**Records drawn from a dataset:**

+--

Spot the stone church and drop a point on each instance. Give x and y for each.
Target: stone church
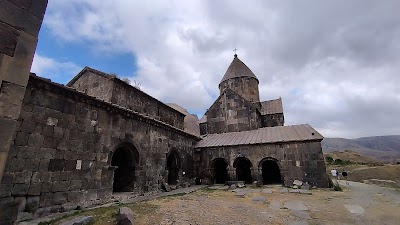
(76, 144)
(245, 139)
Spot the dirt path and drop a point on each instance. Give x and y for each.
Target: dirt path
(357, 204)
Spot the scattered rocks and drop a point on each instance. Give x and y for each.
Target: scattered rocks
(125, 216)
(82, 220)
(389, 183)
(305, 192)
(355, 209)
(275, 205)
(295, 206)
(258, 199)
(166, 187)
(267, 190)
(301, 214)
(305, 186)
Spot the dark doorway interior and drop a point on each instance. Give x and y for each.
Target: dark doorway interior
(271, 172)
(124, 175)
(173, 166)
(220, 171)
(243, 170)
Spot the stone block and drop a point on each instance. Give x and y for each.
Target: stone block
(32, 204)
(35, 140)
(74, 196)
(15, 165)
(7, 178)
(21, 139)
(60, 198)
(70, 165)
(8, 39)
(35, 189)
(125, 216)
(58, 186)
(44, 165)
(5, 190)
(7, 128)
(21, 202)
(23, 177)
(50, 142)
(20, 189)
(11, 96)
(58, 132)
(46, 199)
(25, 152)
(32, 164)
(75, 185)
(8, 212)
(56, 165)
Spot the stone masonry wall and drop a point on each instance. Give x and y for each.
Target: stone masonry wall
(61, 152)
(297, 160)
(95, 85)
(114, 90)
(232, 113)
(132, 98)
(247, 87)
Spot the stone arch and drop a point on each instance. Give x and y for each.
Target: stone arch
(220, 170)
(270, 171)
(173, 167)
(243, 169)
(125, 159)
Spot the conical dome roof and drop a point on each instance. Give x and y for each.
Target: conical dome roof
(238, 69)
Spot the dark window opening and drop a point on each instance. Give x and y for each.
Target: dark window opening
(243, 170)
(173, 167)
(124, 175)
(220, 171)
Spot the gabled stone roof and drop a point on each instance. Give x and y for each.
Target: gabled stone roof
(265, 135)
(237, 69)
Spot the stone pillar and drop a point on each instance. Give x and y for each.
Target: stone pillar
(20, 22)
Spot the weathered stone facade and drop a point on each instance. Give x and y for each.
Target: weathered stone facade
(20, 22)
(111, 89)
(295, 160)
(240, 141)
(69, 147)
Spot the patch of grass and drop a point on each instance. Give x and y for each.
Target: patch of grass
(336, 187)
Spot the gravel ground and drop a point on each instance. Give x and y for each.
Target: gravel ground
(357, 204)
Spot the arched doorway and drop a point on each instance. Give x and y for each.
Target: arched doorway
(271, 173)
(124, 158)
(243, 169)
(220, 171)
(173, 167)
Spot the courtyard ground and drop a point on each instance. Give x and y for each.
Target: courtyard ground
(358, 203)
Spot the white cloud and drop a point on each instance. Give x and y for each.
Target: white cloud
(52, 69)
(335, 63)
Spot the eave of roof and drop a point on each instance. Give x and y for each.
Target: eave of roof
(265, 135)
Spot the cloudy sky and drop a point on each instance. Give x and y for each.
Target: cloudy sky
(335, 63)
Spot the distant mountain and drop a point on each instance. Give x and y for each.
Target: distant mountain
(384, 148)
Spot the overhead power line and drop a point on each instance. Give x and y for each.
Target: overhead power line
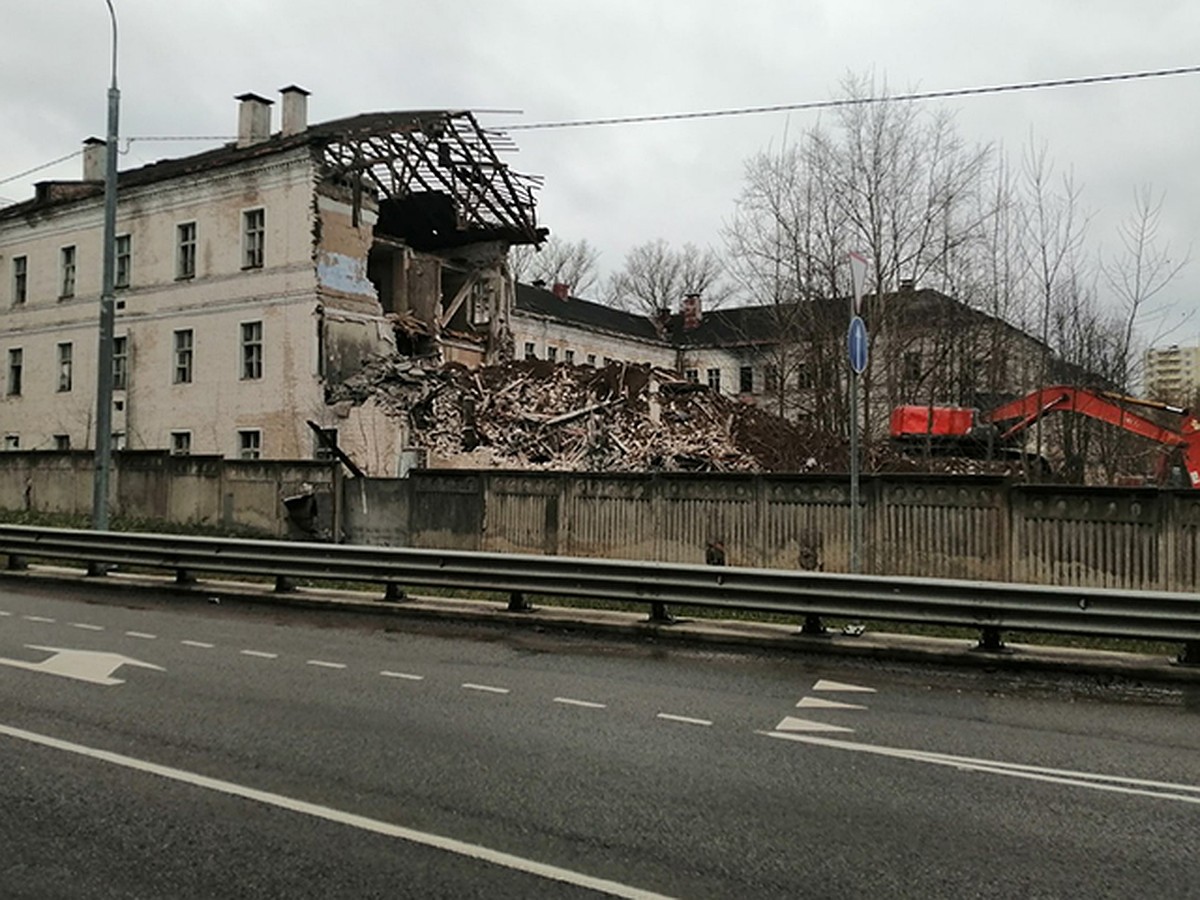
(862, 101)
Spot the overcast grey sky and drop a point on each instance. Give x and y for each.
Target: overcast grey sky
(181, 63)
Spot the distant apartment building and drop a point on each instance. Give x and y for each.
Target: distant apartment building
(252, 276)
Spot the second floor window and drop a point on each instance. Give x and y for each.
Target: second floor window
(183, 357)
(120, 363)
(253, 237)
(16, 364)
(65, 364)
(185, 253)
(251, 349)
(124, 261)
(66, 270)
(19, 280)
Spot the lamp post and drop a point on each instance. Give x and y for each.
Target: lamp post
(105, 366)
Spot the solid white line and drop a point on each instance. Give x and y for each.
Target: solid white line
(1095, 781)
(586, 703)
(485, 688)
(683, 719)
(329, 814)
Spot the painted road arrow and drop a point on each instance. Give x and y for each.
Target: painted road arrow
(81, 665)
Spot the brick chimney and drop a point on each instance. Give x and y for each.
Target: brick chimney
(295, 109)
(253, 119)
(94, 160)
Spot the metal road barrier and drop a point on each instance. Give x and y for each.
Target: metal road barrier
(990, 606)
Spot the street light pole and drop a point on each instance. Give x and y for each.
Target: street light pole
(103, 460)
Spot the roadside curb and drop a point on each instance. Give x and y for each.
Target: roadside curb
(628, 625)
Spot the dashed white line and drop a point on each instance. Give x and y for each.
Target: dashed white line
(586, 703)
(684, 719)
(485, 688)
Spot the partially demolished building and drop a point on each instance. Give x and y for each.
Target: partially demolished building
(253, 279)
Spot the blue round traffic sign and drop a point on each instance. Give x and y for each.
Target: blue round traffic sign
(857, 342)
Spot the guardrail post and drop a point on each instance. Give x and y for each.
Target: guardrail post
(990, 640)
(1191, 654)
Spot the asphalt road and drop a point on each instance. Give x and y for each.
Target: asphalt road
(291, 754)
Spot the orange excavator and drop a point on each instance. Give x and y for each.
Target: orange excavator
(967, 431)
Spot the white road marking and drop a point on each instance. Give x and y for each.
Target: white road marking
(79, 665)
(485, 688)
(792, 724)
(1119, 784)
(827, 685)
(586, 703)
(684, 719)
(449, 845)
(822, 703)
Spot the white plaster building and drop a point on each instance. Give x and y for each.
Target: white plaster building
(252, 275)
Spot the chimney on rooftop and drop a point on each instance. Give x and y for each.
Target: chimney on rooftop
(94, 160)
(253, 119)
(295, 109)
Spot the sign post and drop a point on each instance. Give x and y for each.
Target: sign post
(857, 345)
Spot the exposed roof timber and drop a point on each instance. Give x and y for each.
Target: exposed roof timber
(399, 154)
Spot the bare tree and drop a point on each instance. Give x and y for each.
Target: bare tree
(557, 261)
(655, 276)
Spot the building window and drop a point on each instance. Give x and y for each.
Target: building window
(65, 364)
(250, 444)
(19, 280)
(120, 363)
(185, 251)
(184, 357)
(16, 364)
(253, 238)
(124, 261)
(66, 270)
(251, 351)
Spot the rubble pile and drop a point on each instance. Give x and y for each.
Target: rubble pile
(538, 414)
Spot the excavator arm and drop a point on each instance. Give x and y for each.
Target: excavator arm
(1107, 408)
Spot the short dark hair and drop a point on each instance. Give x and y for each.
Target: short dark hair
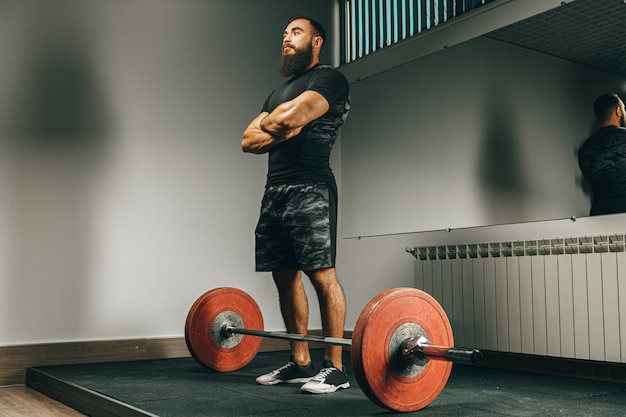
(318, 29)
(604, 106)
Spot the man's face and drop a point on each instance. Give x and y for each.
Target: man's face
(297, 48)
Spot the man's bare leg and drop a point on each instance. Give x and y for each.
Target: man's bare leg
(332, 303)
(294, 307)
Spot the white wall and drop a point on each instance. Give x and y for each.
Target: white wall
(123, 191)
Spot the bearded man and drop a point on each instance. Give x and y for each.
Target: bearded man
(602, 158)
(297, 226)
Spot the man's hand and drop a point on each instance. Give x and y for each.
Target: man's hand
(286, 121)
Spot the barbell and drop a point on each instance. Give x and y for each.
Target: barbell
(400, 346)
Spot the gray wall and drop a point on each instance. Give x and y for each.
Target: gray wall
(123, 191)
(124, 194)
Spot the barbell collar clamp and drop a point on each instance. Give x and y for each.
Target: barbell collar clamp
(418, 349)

+--

**TASK REQUIREMENTS:** Transcribe all of the entries word for word, but skip any pictures they contain.

**SOLUTION TO THIS TASK:**
Spot the stone church and drop a point on each instance. Give x and y for each.
Target: stone church
(76, 144)
(245, 139)
Spot the dirt path and drop a point on each instance. Give x and y for each.
Target: dirt path
(357, 204)
Spot the scattered rocks and drop a point on each instance. Give x and y for each.
Target: scattered rocks
(125, 216)
(82, 220)
(389, 183)
(305, 192)
(355, 209)
(275, 205)
(295, 206)
(258, 199)
(166, 187)
(267, 190)
(301, 214)
(305, 186)
Spot the dark doorway interior and drop a point on each instance. Give x and y for each.
Target: dark doorway interior
(271, 172)
(124, 175)
(173, 166)
(220, 171)
(243, 170)
Spot the stone block and drop a point on each instance. Give x and y for each.
Target: stone block
(32, 204)
(35, 140)
(74, 196)
(15, 165)
(7, 178)
(21, 139)
(60, 198)
(70, 165)
(8, 39)
(35, 189)
(125, 216)
(58, 186)
(44, 165)
(5, 190)
(7, 128)
(21, 202)
(23, 177)
(50, 142)
(20, 189)
(11, 96)
(58, 132)
(46, 199)
(25, 152)
(32, 164)
(75, 185)
(8, 212)
(56, 165)
Spot the stone masonry wall and drop a point on each instance. Give x and y for each.
Target: stone masonry wall
(61, 152)
(297, 160)
(95, 85)
(114, 90)
(232, 113)
(132, 98)
(247, 87)
Spot the stone arch and drop a point on each instance. Give x and y for each.
Target: stone arch
(220, 170)
(270, 171)
(173, 167)
(243, 169)
(125, 159)
Spot the conical dome roof and drop a point on each instance. Give x and y for each.
Target: conical dome roof
(238, 69)
Spot the dark window opening and drop a point on each instance. Give x and y for each.
Target: dark window opening
(243, 170)
(173, 167)
(124, 175)
(220, 171)
Spot the gabled stone roof and drop a point on each instance. Give x and y for each.
Target: gabled stone roof
(265, 135)
(237, 69)
Spot the stone pillar and drop a point on each instance. Give x and y for each.
Target: stone pillar
(20, 22)
Spot the weathered stone facade and drop a point on each instance. Give x and y for each.
Target: weathered stone facade
(20, 22)
(111, 89)
(295, 160)
(240, 141)
(69, 147)
Spot the patch of grass and drop a point on each instance. Give x and y for each.
Target: patch of grass
(336, 187)
Spot the gravel ground and drop a point on each instance. Give x and y for each.
Target: gravel ground
(357, 204)
Spot the arched doorway and drop a point on each instance. Give x and y for each.
Target: arched doorway
(271, 173)
(124, 158)
(243, 169)
(220, 171)
(173, 167)
Spot the courtyard ground and drop a point on each instance. Give x and y for each.
Target: courtyard ground
(358, 203)
Spot the white cloud and drop a point on each instance. Give x and y for each.
Target: white cloud
(52, 69)
(335, 63)
Spot the eave of roof and drop a point on each instance. Give x and y for each.
Target: eave of roof
(265, 135)
Spot the cloudy sky and drop a point on each instance. Give x and y for each.
Target: cloudy sky
(335, 63)
Spot the distant mountain and drop a point on each instance. Give x and y for each.
Target: distant mountain
(384, 148)
Spot the overhead power line and drop a point on each instance. Give x and y for each.
Target: overhead power line
(862, 101)
Spot the overcast grey sky and drop a point on each instance. Give x and y for each.
Target: overcast grey sky
(181, 63)
Spot the distant apartment building and drop a point on each instance. Give x and y for each.
Target: distant apartment building
(252, 276)
Spot the second floor window and drop a point on each instance. Give x and y for each.
Target: second floor window
(183, 357)
(120, 363)
(253, 237)
(16, 364)
(65, 364)
(185, 253)
(251, 349)
(124, 261)
(66, 270)
(19, 280)
Spot the lamp post and drop a point on each instance. Give x and y for each.
Target: lamp post
(105, 366)
Spot the solid white line and drop a point on each instance. Give x and y for each.
Target: solid white line
(1095, 781)
(586, 703)
(485, 688)
(683, 719)
(329, 814)
Spot the painted road arrow and drop a point on each instance. Give x and y for each.
Target: painted road arrow
(81, 665)
Spot the brick chimney and drop a point on each instance. Give x and y for each.
Target: brick chimney
(295, 109)
(253, 119)
(94, 160)
Spot the metal road barrier and drop a point on each instance. Give x and y for each.
Target: metal road barrier
(990, 606)
Spot the street light pole and drop a point on each instance. Give x and y for each.
Target: street light pole
(103, 460)
Spot the roadside curb and drop a point on each instance. Give x and y for each.
Target: roadside curb
(628, 625)
Spot the dashed white line and drop a point on each instance. Give x and y for each.
Target: dashed white line
(586, 703)
(684, 719)
(485, 688)
Spot the partially demolished building and drop a point on each instance. Give x and y for each.
Target: partially demolished building
(253, 279)
Spot the blue round traffic sign and drop a point on each instance. Give x and y for each.
Target: blue round traffic sign
(857, 342)
Spot the guardrail post and drop a point on each instance. Give x and y for each.
Target: guardrail post
(990, 640)
(1191, 654)
Spot the asphalt road and drop a point on each instance. Give x and y for each.
Target: asphalt road
(291, 754)
Spot the orange excavator and drop a point on each instance. Give x and y for each.
Target: orange excavator
(967, 431)
Spot the white road marking and drop a point on each instance. Give x and y for each.
Target: white road marking
(79, 665)
(485, 688)
(792, 724)
(1119, 784)
(827, 685)
(586, 703)
(684, 719)
(449, 845)
(822, 703)
Spot the white plaster building and drop a point on each instance. Give x and y for each.
Target: white plaster building
(252, 275)
Spot the chimney on rooftop and drop a point on each instance. Give x and y for each.
Target: chimney on rooftop
(94, 160)
(253, 119)
(295, 109)
Spot the sign post and drop a point on each instance. Give x and y for each.
Target: sign post
(857, 345)
Spot the exposed roof timber and drop a point on each instance. Give x and y for each.
Target: exposed roof timber
(399, 154)
Spot the bare tree and drop a point on each instance. Give x and y for each.
Target: bare tree
(557, 261)
(655, 276)
Spot the building window and drop a point on each instance. Give x and y for each.
Target: building window
(65, 364)
(250, 444)
(19, 280)
(120, 363)
(185, 251)
(184, 357)
(16, 364)
(253, 238)
(124, 261)
(66, 270)
(251, 351)
Spot the rubble pile and drop a point on each instance. Give x and y for each.
Target: rubble pile
(538, 414)
Spot the excavator arm and drop a point on each instance. Give x and y for each.
Target: excavator arm
(1107, 408)
Spot the short dark hair and drop a point on each instance. Give x and y for each.
Target: short dark hair
(318, 29)
(604, 106)
Spot the man's face and drop a point on each instance. Give x and y for each.
Target: man's face
(297, 48)
Spot the man's bare leg and drop a point on each instance. Give x and y for each.
Target: man's bare leg
(332, 303)
(294, 307)
Spot the white wall and drop a point on each instance. Give x and y for each.
Target: white wall
(123, 191)
Spot the bearded man and drop a point on each instance. Give x and y for each.
Target: bearded man
(602, 158)
(297, 226)
Spot the man's hand and drop a point on each instance. Give x and y for each.
Target: man's hand
(286, 121)
Spot the barbell and drop a point on each instance. Give x and y for each.
Target: barbell
(400, 346)
Spot the gray wall and drop a point on each instance. Give x and y for each.
Target: gray wall
(123, 191)
(124, 194)
Spot the barbell collar clamp and drop a point on each instance. Give x and y for each.
Target: barbell collar clamp
(418, 349)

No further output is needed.